William Boggs

2021-12-26

If $2\mathrm{sin}\theta +\mathrm{cos}\theta =\sqrt{3}$, what is the value of ${\mathrm{tan}}^{2}\theta +4\mathrm{tan}\theta$ ?

Melinda McCombs

${\left(2\mathrm{sin}\theta +\mathrm{cos}\theta \right)}^{2}=3$
$4{\mathrm{sin}}^{2}\theta +{\mathrm{cos}}^{2}\theta +4\mathrm{sin}\theta \mathrm{cos}\theta =3{\mathrm{sin}}^{2}\theta +3{\mathrm{cos}}^{2}\theta$
${\mathrm{sin}}^{2}\theta +4\mathrm{sin}\theta \mathrm{cos}\theta =2{\mathrm{cos}}^{2}\theta$
Now dividing both sides by ${\mathrm{cos}}^{2}\theta$
${\mathrm{tan}}^{2}\theta +4\mathrm{tan}\theta =2$

yotaniwc

Alternative: We have
$2\mathrm{sin}\theta =\sqrt{3}-\mathrm{cos}\theta$
Squaring,
$4-4{\mathrm{cos}}^{2}\theta =3+{\mathrm{cos}}^{2}\theta -2\sqrt{3}\mathrm{cos}\theta$
So,
$5{\mathrm{cos}}^{2}\theta -2\sqrt{3}\mathrm{cos}\theta -1=0$
Or
$\mathrm{cos}\theta =\frac{2\sqrt{3}±4\sqrt{2}}{10}$
Since further conditions haven't been given, both values would be valid, and from here $\mathrm{tan}\theta$ can be calculated.
○ ○ ○ ○
## Exercise task a
Can you copy the part of the trigonometry thread starting at "Alternative: We have" and ending at "can be calculated.", with "Squaring" changed to "Squaring both sides"?

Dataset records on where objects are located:
○ ○ ○ ○
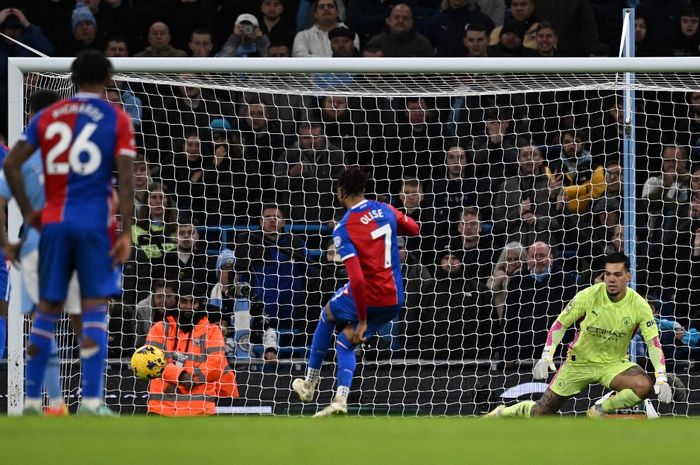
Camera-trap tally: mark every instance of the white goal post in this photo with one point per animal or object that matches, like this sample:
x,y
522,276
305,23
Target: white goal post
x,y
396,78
○ ○ ○ ○
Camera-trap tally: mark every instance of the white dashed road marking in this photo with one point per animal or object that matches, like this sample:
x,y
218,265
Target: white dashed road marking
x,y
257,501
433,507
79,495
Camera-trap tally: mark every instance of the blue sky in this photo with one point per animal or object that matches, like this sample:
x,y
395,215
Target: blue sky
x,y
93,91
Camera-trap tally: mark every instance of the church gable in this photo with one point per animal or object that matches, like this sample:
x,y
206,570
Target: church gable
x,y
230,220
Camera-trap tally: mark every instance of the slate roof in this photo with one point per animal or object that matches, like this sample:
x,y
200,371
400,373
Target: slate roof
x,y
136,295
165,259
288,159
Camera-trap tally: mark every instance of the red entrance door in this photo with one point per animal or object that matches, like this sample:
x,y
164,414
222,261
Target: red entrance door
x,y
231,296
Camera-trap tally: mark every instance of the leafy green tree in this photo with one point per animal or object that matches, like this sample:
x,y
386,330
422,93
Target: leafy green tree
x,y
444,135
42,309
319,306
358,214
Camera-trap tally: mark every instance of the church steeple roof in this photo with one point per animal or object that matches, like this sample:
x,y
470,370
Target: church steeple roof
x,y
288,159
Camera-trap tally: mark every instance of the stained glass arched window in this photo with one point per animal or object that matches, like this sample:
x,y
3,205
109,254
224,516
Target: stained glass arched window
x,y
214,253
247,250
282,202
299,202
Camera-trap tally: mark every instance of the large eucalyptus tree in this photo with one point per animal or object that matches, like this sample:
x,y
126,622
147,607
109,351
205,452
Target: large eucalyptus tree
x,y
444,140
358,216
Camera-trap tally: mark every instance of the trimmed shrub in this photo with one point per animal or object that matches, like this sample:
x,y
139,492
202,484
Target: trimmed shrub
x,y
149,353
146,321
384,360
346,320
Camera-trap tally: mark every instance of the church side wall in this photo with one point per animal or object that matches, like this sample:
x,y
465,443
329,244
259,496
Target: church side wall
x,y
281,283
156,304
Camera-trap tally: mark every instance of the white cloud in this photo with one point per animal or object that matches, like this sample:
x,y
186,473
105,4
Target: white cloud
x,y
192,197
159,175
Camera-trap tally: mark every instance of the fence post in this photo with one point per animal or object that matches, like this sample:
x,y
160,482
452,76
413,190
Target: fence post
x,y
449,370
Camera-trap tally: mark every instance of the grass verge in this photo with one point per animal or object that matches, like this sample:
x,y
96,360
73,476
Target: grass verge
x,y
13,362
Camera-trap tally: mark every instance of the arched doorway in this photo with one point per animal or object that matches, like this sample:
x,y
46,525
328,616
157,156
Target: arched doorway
○ ○ ○ ○
## Exercise task b
Can you set down the lines of the records starting at the line that contains "Camera-trap tally: mark every instance of the grass" and ending at the line that contains "Target: arched doorway", including both of those lines?

## Complete output a
Alternative: We have
$2\mathrm{sin}\theta =\sqrt{3}-\mathrm{cos}\theta$
Squaring both sides,
$4-4{\mathrm{cos}}^{2}\theta =3+{\mathrm{cos}}^{2}\theta -2\sqrt{3}\mathrm{cos}\theta$
So,
$5{\mathrm{cos}}^{2}\theta -2\sqrt{3}\mathrm{cos}\theta -1=0$
Or
$\mathrm{cos}\theta =\frac{2\sqrt{3}±4\sqrt{2}}{10}$
Since further conditions haven't been given, both values would be valid, and from here $\mathrm{tan}\theta$ can be calculated.

## Complete output b
Camera-trap tally: mark every instance of the grass verge in this photo with one point per animal or object that matches, like this sample:
x,y
96,360
73,476
Target: grass verge
x,y
13,362
Camera-trap tally: mark every instance of the arched doorway in this photo with one point per animal or object that matches, like this sample:
x,y
46,525
328,616
157,156
Target: arched doorway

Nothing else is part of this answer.